**Selected extract:**

⟨

# Questions about my mini



## Ilovemyarab (Jun 1, 2010)

Hi Everyone,
let me introduce myself, since this is my first post. I live in Washington state and own a 20 year old Arabian Mare and a 9 year old paint pony. We have a small barn on our property and I ride and work them in a pasture.
My mini is out of control and my farrier said I should train him to pull a cart to take his attitude down a notch. So I have some questions. How can I determine how much weight he can pull? I don't know how many hands he is, but his withers are a little above my hips, and I am average height. How do I go about selecting a harness and cart? How do I measure him? Is there anything else I should know? He is very confident, so I don't think spooking will be a problem. I am concerned about his attitude, but my farrier says he should settle down as I work with him. And yes, I do have a professional coming to show me some basic things.
Thanks!


----------



## churumbeque (Dec 20, 2009)

how old is your mini? Sex?
I would just get a simple mini cart for training and they probably will all weigh the same. I do not think you are going to have different sizes to choose from for a mini. As far as a harness if you think you may show then I would get a decent leather. If not I would just pick up something used that was in decent condition. If you are going to show then there is alot more you may need to know. What kind of issues are you having taht driving is supposed to cure?


----------



## themacpack (Jul 16, 2009)

If he is "out of control" you need to address that issue prior to making any attempt to teach him driving. Start from square one in teaching him respect (ground work) to gain control - THEN worry about teaching him things such as driving.


----------



## equiniphile (Aug 16, 2009)

⟩

**Work to do:**
A) Copy the stretch of the miniature horse thread from "I would just get" through "supposed to cure?".
B) Write what comes next in the forum thread about training a miniature horse, picking up after its last line.

**Records:**
⟨

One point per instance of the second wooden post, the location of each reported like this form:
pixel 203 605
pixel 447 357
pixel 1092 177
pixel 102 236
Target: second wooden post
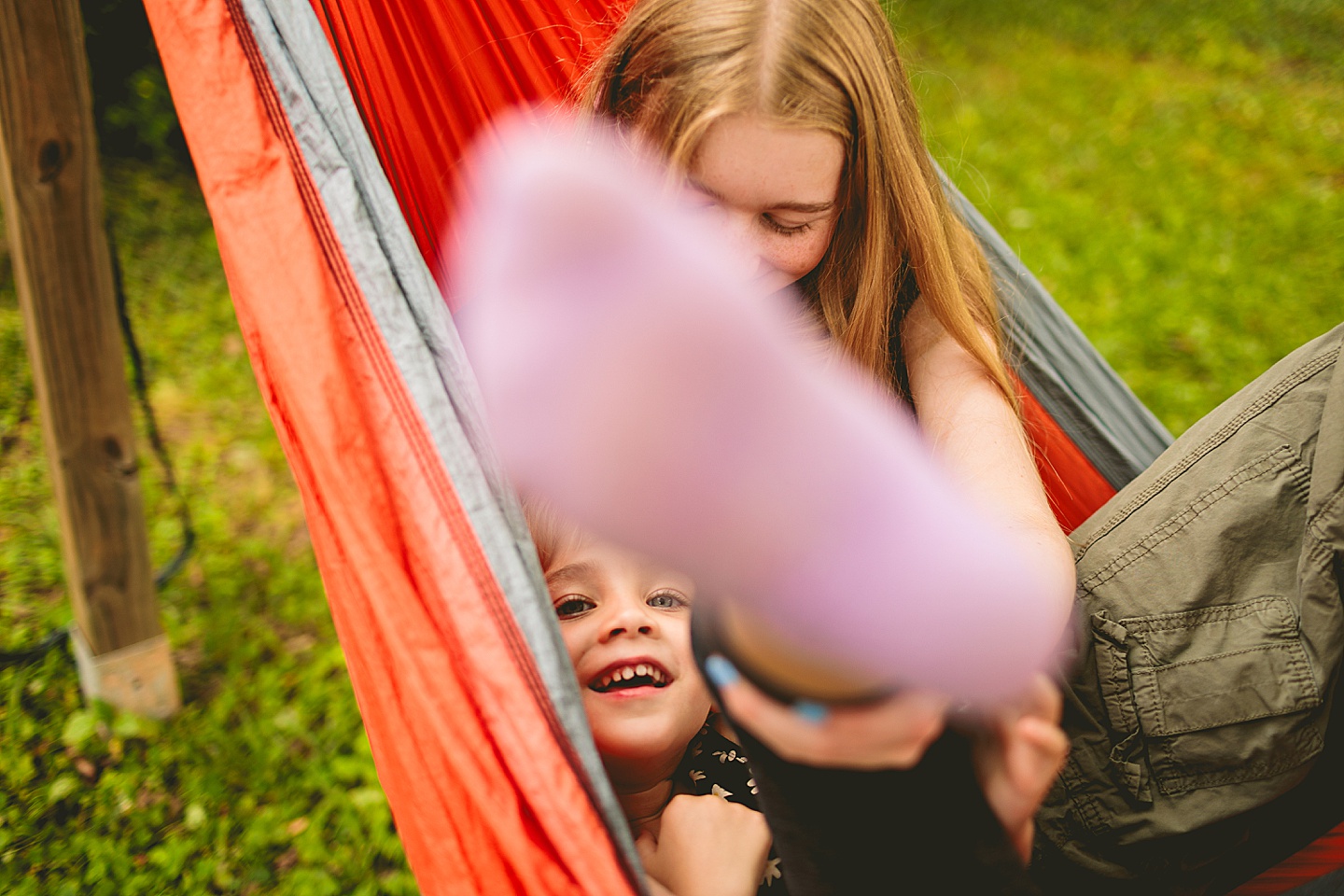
pixel 52 199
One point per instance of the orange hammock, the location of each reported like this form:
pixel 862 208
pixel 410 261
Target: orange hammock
pixel 327 138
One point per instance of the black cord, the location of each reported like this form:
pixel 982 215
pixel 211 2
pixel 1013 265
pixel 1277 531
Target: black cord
pixel 137 370
pixel 54 639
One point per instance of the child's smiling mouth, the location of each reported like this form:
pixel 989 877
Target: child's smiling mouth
pixel 628 675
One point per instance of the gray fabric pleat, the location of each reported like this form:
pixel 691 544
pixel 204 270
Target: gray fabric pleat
pixel 415 323
pixel 1060 369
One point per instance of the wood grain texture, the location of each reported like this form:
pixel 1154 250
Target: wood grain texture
pixel 52 193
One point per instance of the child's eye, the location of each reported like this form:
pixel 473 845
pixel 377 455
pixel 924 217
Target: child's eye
pixel 571 606
pixel 665 601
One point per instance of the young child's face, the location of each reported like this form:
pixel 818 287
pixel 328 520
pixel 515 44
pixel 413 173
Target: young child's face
pixel 626 623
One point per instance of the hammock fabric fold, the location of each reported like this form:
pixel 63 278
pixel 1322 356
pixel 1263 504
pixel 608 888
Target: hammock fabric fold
pixel 327 140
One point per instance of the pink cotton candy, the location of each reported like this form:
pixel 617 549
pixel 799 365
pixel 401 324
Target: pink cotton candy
pixel 633 381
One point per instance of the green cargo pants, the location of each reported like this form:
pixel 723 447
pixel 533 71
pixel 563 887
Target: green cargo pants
pixel 1209 595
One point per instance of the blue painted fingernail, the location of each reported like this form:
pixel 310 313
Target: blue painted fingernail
pixel 721 672
pixel 811 711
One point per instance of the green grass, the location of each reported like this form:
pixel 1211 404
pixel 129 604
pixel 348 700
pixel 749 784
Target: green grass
pixel 1173 172
pixel 1175 179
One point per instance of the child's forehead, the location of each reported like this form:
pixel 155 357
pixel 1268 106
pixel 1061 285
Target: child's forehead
pixel 588 559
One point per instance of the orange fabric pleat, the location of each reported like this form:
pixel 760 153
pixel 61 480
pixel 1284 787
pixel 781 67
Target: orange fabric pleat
pixel 1074 486
pixel 427 76
pixel 477 778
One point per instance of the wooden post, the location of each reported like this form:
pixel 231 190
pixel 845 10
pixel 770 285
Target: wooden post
pixel 52 193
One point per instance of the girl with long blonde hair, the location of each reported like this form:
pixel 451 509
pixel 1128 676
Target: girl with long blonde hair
pixel 794 121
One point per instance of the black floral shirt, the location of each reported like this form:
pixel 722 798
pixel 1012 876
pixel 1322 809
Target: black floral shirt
pixel 715 766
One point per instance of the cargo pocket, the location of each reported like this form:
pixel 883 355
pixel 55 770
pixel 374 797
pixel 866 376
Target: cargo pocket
pixel 1212 696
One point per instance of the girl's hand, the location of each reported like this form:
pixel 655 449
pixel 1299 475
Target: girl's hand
pixel 891 734
pixel 1016 759
pixel 1019 757
pixel 706 847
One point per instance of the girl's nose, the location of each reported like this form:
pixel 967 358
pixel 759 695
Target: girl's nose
pixel 631 618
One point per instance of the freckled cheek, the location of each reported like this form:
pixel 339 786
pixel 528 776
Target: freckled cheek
pixel 800 254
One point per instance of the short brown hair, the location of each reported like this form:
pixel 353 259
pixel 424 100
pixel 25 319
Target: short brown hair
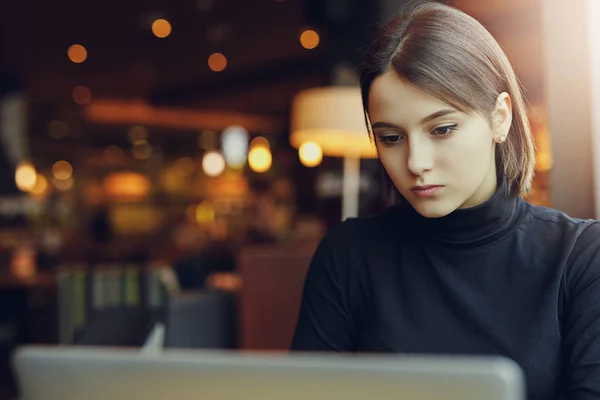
pixel 450 55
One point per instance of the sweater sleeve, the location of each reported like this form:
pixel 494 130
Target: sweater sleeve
pixel 581 325
pixel 325 321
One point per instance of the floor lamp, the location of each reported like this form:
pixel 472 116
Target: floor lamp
pixel 333 118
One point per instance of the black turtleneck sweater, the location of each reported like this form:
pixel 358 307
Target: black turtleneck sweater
pixel 503 278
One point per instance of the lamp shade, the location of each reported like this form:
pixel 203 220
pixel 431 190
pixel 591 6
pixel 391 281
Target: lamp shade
pixel 333 118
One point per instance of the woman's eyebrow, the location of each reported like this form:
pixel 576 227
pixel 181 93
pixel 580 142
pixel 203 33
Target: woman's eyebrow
pixel 428 118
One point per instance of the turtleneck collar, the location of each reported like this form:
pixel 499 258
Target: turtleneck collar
pixel 477 226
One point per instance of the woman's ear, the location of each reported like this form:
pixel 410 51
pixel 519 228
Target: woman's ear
pixel 502 117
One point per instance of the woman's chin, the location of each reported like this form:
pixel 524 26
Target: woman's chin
pixel 432 208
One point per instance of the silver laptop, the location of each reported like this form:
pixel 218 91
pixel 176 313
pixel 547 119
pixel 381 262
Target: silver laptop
pixel 58 373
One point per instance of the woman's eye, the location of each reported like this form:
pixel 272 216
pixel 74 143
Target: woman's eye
pixel 390 139
pixel 444 130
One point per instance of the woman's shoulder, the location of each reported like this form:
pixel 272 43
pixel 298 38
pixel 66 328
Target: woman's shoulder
pixel 550 217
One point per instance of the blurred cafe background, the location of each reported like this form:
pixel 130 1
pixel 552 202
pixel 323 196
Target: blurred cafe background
pixel 177 162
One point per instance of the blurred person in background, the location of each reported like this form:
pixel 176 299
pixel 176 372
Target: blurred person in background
pixel 461 264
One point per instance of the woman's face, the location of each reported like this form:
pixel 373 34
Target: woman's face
pixel 439 158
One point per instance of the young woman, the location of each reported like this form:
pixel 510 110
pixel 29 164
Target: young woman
pixel 462 264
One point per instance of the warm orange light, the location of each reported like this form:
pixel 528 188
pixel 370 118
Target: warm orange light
pixel 309 39
pixel 41 185
pixel 62 170
pixel 217 62
pixel 260 159
pixel 25 176
pixel 77 53
pixel 260 141
pixel 82 95
pixel 310 154
pixel 161 28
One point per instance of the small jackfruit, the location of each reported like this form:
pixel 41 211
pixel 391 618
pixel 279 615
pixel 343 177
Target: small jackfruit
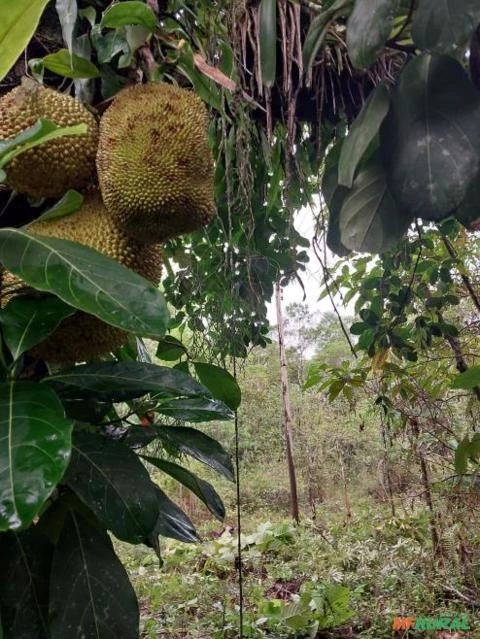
pixel 81 337
pixel 50 169
pixel 154 162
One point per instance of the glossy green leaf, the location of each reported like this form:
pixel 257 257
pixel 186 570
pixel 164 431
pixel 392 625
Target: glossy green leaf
pixel 318 30
pixel 444 27
pixel 170 349
pixel 368 28
pixel 194 409
pixel 41 132
pixel 111 480
pixel 201 488
pixel 90 593
pixel 199 446
pixel 129 12
pixel 267 34
pixel 70 202
pixel 220 383
pixel 431 137
pixel 362 133
pixel 370 220
pixel 119 381
pixel 70 66
pixel 172 521
pixel 35 442
pixel 27 321
pixel 86 280
pixel 25 560
pixel 468 213
pixel 469 379
pixel 18 21
pixel 67 12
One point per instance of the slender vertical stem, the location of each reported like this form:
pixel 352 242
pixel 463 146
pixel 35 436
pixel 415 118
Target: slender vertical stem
pixel 287 411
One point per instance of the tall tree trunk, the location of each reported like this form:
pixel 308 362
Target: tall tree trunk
pixel 386 469
pixel 286 408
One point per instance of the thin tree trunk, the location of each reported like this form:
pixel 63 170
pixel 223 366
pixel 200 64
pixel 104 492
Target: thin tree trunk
pixel 386 467
pixel 346 496
pixel 286 408
pixel 427 494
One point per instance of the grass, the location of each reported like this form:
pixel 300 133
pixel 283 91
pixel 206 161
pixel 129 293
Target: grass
pixel 339 579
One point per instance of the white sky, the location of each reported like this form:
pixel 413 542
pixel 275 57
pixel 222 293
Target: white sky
pixel 312 278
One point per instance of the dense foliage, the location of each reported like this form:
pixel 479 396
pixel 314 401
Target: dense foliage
pixel 379 110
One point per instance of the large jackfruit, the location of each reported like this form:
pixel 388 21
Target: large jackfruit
pixel 154 162
pixel 50 169
pixel 81 337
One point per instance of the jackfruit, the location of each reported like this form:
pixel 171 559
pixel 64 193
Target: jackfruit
pixel 82 337
pixel 154 162
pixel 51 169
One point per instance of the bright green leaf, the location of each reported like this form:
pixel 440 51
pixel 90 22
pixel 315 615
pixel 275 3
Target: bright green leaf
pixel 70 66
pixel 362 133
pixel 220 383
pixel 86 280
pixel 129 12
pixel 18 21
pixel 70 202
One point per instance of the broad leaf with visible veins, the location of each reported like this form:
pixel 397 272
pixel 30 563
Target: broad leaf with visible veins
pixel 35 443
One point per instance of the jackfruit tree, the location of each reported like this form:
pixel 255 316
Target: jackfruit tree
pixel 159 141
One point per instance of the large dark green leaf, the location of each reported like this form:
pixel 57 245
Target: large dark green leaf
pixel 362 133
pixel 25 560
pixel 267 17
pixel 198 445
pixel 431 137
pixel 201 488
pixel 318 30
pixel 443 27
pixel 172 521
pixel 368 28
pixel 468 212
pixel 119 381
pixel 111 480
pixel 26 321
pixel 35 442
pixel 370 220
pixel 86 280
pixel 194 409
pixel 18 21
pixel 70 66
pixel 39 133
pixel 220 383
pixel 90 593
pixel 170 349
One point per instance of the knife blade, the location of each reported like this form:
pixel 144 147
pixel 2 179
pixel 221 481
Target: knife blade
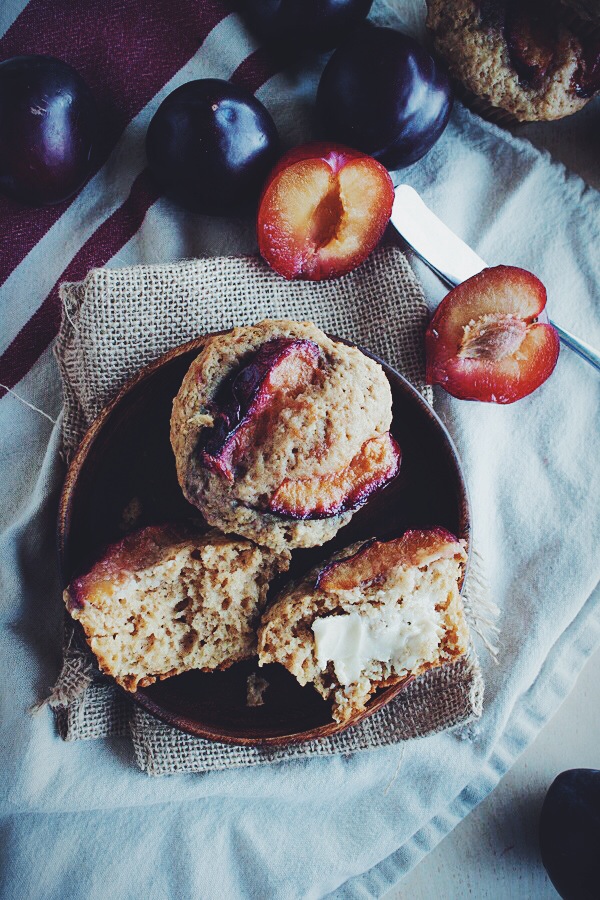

⟩

**Task-by-task results:**
A)
I would just get a simple mini cart for training and they probably will all weigh the same. I do not think you are going to have different sizes to choose from for a mini. As far as a harness if you think you may show then I would get a decent leather. If not I would just pick up something used that was in decent condition. If you are going to show then there is alot more you may need to know. What kind of issues are you having taht driving is supposed to cure?

B)
How does driving do anything but sidestep around the problem? IMO, he needs to go back to the basics before driving is introduced. I can see how the farrier might think it would give him "busy work", but that's all it does--give him something to do so he doesn't have as much time to think about being bad, or whatever he's doing.


----------



## Ilovemyarab (Jun 1, 2010)

Thanks, everyone! He is a 9 year old paint mini gelding. Mostly just some disrespect, not letting me catch him in the field, not standing quietly to be groomed, etc. Teaching him to drive will be a journey, not a destination. I will go as slow as I need to get produce a quiet, obedient horse. I know he can do it. He is really smart.
As far as what I want him to learn, mostly just pleasure driving, not show or work for now.
BTW, themacpack, He looks JUST LIKE your profile picture.


----------



## justsambam08 (Sep 26, 2009)

Ilovemyarab said:


> Thanks, everyone! He is a 9 year old paint mini gelding. Mostly just some disrespect, not letting me catch him in the field, not standing quietly to be groomed, etc. Teaching him to drive will be a journey, not a destination. I will go as slow as I need to get produce a quiet, obedient horse. I know he can do it. He is really smart.
> As far as what I want him to learn, mostly just pleasure driving, not show or work for now.
> BTW, themacpack, He looks JUST LIKE your profile picture.


Really smart ones are often the ones that need to most consistency and handling--if you go a day without reminding them that they have a brain, well there it went and you've got to start all over again.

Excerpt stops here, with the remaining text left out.